Extract to read:
++++++++++

Optical properties of gold nanoshells on monodisperse silica cores: Experiment and simulations

- Monodisperse silica sphere are fabricated to use as core for gold nanoshell (GNS) synthesis.
- Fabricated GNSs demonstrate remarkable maximum/minimum ratio about 3 for extinction spectra.
- Extinction spectra of separated GNSs agree with Mie theory for polydisperse gold shells.
- GNS dimers and trimers increase the blue-shifted extinction maximum and NIR extinction shoulder.
- TEM-based FDTD model is suggested to describe the extinction spectra of GNS colloids.

++++++++++

(Referring expression grounding data)
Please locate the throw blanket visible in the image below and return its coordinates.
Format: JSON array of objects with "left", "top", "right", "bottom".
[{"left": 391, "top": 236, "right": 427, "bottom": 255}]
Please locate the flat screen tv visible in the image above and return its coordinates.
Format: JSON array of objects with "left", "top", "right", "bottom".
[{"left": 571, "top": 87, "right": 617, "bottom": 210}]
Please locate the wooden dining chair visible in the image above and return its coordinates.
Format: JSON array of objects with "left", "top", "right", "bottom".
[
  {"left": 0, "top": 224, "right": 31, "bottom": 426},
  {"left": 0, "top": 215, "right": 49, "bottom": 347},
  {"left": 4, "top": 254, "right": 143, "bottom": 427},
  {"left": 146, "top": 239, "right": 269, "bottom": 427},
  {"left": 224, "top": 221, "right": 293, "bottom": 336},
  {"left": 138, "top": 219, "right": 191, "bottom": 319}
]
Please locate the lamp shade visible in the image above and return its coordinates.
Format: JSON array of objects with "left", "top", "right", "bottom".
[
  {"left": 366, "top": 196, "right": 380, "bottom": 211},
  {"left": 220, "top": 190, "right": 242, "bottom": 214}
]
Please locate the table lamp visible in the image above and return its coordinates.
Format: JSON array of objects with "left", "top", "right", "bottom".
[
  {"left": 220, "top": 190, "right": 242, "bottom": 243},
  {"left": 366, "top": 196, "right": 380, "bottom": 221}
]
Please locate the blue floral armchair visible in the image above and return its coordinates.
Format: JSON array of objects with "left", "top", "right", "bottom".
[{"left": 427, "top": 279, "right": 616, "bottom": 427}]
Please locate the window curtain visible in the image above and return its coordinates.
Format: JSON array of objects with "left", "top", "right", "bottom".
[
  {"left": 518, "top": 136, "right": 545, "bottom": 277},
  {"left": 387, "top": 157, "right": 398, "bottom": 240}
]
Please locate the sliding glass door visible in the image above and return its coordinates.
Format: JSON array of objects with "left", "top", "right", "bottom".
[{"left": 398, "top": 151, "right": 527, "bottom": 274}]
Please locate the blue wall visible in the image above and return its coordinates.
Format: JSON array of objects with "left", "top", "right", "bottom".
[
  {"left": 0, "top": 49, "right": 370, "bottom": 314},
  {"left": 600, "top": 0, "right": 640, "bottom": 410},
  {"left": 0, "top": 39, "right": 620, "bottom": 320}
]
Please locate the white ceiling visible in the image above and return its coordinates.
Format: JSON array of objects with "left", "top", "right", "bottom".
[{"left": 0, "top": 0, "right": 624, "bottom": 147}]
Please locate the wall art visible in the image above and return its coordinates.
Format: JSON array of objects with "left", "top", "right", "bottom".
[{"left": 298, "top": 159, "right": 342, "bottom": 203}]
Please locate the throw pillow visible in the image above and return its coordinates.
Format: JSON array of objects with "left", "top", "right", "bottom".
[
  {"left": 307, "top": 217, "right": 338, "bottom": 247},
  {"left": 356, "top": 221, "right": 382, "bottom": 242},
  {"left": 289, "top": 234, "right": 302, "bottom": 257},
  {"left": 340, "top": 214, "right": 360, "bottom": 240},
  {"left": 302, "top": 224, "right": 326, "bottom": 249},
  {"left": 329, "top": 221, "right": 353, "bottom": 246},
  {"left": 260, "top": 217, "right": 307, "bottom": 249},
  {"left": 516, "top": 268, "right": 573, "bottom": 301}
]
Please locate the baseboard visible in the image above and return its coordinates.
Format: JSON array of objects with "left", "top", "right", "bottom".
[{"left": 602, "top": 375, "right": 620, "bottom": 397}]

++++++++++

Problems to solve:
1. According to the gold nanoshell highlights, what model is suggested to describe the extinction spectra of GNS colloids?
2. Retype the gold nanoshell highlights from "- GNS dimers" to "of GNS colloids.".

Answers for each item:
1. A TEM-based FDTD model.

2.
- GNS dimers and trimers increase the blue-shifted extinction maximum and NIR extinction shoulder.
- TEM-based FDTD model is suggested to describe the extinction spectra of GNS colloids.